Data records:

◇ ◇ ◇ ◇ ◇ ◇ ◇

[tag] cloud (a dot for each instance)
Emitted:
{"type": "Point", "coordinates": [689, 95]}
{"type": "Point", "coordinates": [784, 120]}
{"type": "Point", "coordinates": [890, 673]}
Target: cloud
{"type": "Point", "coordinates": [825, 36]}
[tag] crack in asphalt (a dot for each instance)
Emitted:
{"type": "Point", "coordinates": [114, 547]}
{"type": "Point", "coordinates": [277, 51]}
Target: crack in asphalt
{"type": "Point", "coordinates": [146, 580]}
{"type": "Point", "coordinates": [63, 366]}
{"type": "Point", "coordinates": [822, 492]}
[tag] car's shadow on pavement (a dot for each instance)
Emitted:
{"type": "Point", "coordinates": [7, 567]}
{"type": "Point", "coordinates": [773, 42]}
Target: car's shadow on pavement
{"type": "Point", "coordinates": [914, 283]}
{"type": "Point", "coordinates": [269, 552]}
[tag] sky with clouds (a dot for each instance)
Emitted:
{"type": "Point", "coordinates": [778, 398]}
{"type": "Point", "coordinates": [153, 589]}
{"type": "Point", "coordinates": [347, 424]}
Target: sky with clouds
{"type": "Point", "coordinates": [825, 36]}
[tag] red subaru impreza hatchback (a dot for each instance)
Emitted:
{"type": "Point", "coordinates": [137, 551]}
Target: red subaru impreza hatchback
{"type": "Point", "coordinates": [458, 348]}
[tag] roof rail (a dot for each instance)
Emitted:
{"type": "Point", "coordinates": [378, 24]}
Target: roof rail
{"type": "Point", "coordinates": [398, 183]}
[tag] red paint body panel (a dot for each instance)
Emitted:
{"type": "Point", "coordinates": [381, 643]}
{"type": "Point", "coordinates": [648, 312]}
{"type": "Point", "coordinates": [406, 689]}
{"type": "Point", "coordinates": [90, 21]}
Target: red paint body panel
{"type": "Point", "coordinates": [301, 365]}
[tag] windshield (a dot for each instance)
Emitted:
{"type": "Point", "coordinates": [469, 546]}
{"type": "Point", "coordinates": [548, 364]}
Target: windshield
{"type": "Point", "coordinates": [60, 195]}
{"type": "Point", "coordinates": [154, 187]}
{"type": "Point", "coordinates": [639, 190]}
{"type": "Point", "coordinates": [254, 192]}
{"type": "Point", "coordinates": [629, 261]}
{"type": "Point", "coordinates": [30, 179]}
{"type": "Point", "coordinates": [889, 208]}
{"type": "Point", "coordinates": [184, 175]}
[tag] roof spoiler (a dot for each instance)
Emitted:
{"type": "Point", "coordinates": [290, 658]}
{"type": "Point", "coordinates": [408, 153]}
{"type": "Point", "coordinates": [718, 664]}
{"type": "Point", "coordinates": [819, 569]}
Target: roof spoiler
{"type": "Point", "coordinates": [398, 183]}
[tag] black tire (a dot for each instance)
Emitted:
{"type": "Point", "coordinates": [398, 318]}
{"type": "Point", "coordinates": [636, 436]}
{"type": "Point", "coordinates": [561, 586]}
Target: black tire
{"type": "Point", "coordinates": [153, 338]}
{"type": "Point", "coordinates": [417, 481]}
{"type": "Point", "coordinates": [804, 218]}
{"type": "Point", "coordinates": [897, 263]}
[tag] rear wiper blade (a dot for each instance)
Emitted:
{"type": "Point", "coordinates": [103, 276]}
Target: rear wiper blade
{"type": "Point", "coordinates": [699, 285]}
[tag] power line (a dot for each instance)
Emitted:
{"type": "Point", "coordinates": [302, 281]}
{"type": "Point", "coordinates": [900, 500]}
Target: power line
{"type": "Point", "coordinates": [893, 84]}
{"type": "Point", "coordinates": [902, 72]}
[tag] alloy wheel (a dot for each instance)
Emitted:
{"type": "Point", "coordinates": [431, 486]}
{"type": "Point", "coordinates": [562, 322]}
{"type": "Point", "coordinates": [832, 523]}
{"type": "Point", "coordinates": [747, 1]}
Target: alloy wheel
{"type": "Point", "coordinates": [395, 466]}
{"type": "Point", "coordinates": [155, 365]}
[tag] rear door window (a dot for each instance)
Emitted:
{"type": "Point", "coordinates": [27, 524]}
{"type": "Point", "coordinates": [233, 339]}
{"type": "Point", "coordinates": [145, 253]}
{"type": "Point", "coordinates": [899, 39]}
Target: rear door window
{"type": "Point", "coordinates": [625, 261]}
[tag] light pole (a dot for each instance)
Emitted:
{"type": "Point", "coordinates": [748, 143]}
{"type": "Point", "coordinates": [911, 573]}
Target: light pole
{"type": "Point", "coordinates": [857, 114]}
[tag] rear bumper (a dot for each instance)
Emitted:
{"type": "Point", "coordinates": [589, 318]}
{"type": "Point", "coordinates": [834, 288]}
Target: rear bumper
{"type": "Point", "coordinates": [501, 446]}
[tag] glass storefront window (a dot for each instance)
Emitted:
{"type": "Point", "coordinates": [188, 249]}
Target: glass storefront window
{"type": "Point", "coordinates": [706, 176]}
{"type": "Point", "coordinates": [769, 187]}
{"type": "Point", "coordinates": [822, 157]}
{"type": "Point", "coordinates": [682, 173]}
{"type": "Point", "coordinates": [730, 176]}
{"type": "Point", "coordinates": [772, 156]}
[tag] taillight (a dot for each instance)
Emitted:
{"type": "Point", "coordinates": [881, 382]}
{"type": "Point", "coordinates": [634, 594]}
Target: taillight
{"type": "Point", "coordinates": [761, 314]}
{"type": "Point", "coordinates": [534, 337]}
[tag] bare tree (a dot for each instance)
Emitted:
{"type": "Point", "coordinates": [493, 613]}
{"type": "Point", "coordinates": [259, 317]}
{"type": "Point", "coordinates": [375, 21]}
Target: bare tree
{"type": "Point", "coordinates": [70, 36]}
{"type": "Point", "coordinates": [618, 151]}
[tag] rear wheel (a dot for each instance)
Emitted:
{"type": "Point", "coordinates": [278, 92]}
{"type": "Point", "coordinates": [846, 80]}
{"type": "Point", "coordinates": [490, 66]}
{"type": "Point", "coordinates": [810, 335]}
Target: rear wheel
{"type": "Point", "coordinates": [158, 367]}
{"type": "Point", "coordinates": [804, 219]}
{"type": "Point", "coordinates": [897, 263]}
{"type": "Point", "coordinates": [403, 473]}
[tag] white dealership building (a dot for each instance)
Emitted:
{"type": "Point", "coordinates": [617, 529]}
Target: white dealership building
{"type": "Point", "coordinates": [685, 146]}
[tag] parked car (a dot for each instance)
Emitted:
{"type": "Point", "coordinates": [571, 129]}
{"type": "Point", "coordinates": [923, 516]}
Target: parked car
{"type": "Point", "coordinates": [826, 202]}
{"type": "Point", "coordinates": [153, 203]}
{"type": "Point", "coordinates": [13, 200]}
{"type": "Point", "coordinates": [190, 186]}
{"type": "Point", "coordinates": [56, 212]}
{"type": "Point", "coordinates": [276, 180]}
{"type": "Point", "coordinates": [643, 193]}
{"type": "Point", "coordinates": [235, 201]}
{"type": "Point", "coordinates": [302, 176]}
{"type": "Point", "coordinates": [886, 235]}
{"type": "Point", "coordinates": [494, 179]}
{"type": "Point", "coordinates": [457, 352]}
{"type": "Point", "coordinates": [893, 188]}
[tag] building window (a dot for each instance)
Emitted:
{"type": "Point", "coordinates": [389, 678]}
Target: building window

◇ ◇ ◇ ◇ ◇ ◇ ◇

**Do this:**
The listing above should be transcribed in full, exactly as written.

**Response to this task:**
[tag] cloud (a dot for each instance)
Emitted:
{"type": "Point", "coordinates": [689, 95]}
{"type": "Point", "coordinates": [784, 120]}
{"type": "Point", "coordinates": [890, 673]}
Target: cloud
{"type": "Point", "coordinates": [825, 36]}
[tag] crack in asphalt (a dot for each instance)
Emitted:
{"type": "Point", "coordinates": [114, 547]}
{"type": "Point", "coordinates": [277, 51]}
Target: crack in asphalt
{"type": "Point", "coordinates": [146, 580]}
{"type": "Point", "coordinates": [63, 366]}
{"type": "Point", "coordinates": [822, 492]}
[tag] car's shadow on pavement (a dot for each instance)
Emitted:
{"type": "Point", "coordinates": [7, 567]}
{"type": "Point", "coordinates": [773, 42]}
Target: car's shadow on pavement
{"type": "Point", "coordinates": [914, 283]}
{"type": "Point", "coordinates": [269, 552]}
[tag] sky with clouds (a dot for each instance)
Emitted:
{"type": "Point", "coordinates": [778, 398]}
{"type": "Point", "coordinates": [153, 589]}
{"type": "Point", "coordinates": [347, 424]}
Target: sky with clouds
{"type": "Point", "coordinates": [825, 36]}
[tag] red subaru impreza hatchback (a dot for each instance)
Emitted:
{"type": "Point", "coordinates": [137, 551]}
Target: red subaru impreza hatchback
{"type": "Point", "coordinates": [458, 348]}
[tag] roof rail (a dot for each instance)
Emitted:
{"type": "Point", "coordinates": [378, 24]}
Target: roof rail
{"type": "Point", "coordinates": [398, 183]}
[tag] red paint body panel (a dot for each instance)
Emitted:
{"type": "Point", "coordinates": [381, 643]}
{"type": "Point", "coordinates": [648, 312]}
{"type": "Point", "coordinates": [406, 689]}
{"type": "Point", "coordinates": [90, 21]}
Target: red paint body panel
{"type": "Point", "coordinates": [301, 365]}
[tag] windshield (a dot for each instance)
Emitted:
{"type": "Point", "coordinates": [469, 546]}
{"type": "Point", "coordinates": [548, 364]}
Target: windshield
{"type": "Point", "coordinates": [60, 195]}
{"type": "Point", "coordinates": [154, 187]}
{"type": "Point", "coordinates": [639, 190]}
{"type": "Point", "coordinates": [254, 192]}
{"type": "Point", "coordinates": [629, 261]}
{"type": "Point", "coordinates": [30, 179]}
{"type": "Point", "coordinates": [889, 208]}
{"type": "Point", "coordinates": [184, 175]}
[tag] roof spoiler (a dot for each instance)
Emitted:
{"type": "Point", "coordinates": [290, 658]}
{"type": "Point", "coordinates": [408, 153]}
{"type": "Point", "coordinates": [718, 664]}
{"type": "Point", "coordinates": [819, 569]}
Target: roof spoiler
{"type": "Point", "coordinates": [398, 183]}
[tag] black tire (a dot for each instance)
Emitted:
{"type": "Point", "coordinates": [398, 318]}
{"type": "Point", "coordinates": [636, 436]}
{"type": "Point", "coordinates": [561, 586]}
Target: black tire
{"type": "Point", "coordinates": [153, 338]}
{"type": "Point", "coordinates": [417, 481]}
{"type": "Point", "coordinates": [804, 218]}
{"type": "Point", "coordinates": [897, 263]}
[tag] rear wiper blade (a dot for each instance)
Emitted:
{"type": "Point", "coordinates": [103, 276]}
Target: rear wiper blade
{"type": "Point", "coordinates": [699, 285]}
[tag] power line (a dot for each instance)
Emitted:
{"type": "Point", "coordinates": [302, 281]}
{"type": "Point", "coordinates": [900, 500]}
Target: power line
{"type": "Point", "coordinates": [893, 84]}
{"type": "Point", "coordinates": [902, 72]}
[tag] alloy wheel (a dot for each instance)
Emitted:
{"type": "Point", "coordinates": [431, 486]}
{"type": "Point", "coordinates": [562, 322]}
{"type": "Point", "coordinates": [832, 523]}
{"type": "Point", "coordinates": [747, 1]}
Target: alloy wheel
{"type": "Point", "coordinates": [395, 466]}
{"type": "Point", "coordinates": [155, 365]}
[tag] rear door window (a dot for each instance)
Emitted:
{"type": "Point", "coordinates": [27, 524]}
{"type": "Point", "coordinates": [233, 339]}
{"type": "Point", "coordinates": [145, 253]}
{"type": "Point", "coordinates": [899, 39]}
Target: rear door window
{"type": "Point", "coordinates": [625, 261]}
[tag] light pole (a dot for each instance)
Emitted:
{"type": "Point", "coordinates": [748, 143]}
{"type": "Point", "coordinates": [911, 573]}
Target: light pole
{"type": "Point", "coordinates": [857, 114]}
[tag] rear bumper (a dot for each instance)
Emitted:
{"type": "Point", "coordinates": [589, 318]}
{"type": "Point", "coordinates": [834, 288]}
Target: rear bumper
{"type": "Point", "coordinates": [501, 446]}
[tag] glass storefront window (a dot for each instance)
Emitted:
{"type": "Point", "coordinates": [188, 249]}
Target: glass storefront window
{"type": "Point", "coordinates": [706, 176]}
{"type": "Point", "coordinates": [769, 187]}
{"type": "Point", "coordinates": [822, 157]}
{"type": "Point", "coordinates": [682, 173]}
{"type": "Point", "coordinates": [730, 176]}
{"type": "Point", "coordinates": [772, 156]}
[tag] taillight (a dot for each instance)
Emitted:
{"type": "Point", "coordinates": [881, 382]}
{"type": "Point", "coordinates": [634, 594]}
Target: taillight
{"type": "Point", "coordinates": [761, 314]}
{"type": "Point", "coordinates": [534, 337]}
[tag] bare tree (a dot for each instance)
Emitted:
{"type": "Point", "coordinates": [493, 613]}
{"type": "Point", "coordinates": [259, 317]}
{"type": "Point", "coordinates": [375, 21]}
Target: bare tree
{"type": "Point", "coordinates": [70, 36]}
{"type": "Point", "coordinates": [618, 151]}
[tag] rear wheel (a dot for each instance)
Emitted:
{"type": "Point", "coordinates": [278, 92]}
{"type": "Point", "coordinates": [846, 80]}
{"type": "Point", "coordinates": [490, 66]}
{"type": "Point", "coordinates": [810, 335]}
Target: rear wheel
{"type": "Point", "coordinates": [158, 367]}
{"type": "Point", "coordinates": [804, 219]}
{"type": "Point", "coordinates": [897, 263]}
{"type": "Point", "coordinates": [403, 473]}
[tag] white dealership building (a dot for each instance)
Emitted:
{"type": "Point", "coordinates": [617, 529]}
Target: white dealership building
{"type": "Point", "coordinates": [685, 146]}
[tag] parked car (a dot for each instance)
Emitted:
{"type": "Point", "coordinates": [571, 129]}
{"type": "Point", "coordinates": [923, 516]}
Target: parked car
{"type": "Point", "coordinates": [826, 202]}
{"type": "Point", "coordinates": [153, 203]}
{"type": "Point", "coordinates": [13, 200]}
{"type": "Point", "coordinates": [190, 186]}
{"type": "Point", "coordinates": [56, 212]}
{"type": "Point", "coordinates": [276, 180]}
{"type": "Point", "coordinates": [643, 193]}
{"type": "Point", "coordinates": [235, 201]}
{"type": "Point", "coordinates": [302, 176]}
{"type": "Point", "coordinates": [886, 235]}
{"type": "Point", "coordinates": [494, 179]}
{"type": "Point", "coordinates": [457, 352]}
{"type": "Point", "coordinates": [893, 188]}
[tag] building window (a dot for each instance)
Emitted:
{"type": "Point", "coordinates": [389, 678]}
Target: building window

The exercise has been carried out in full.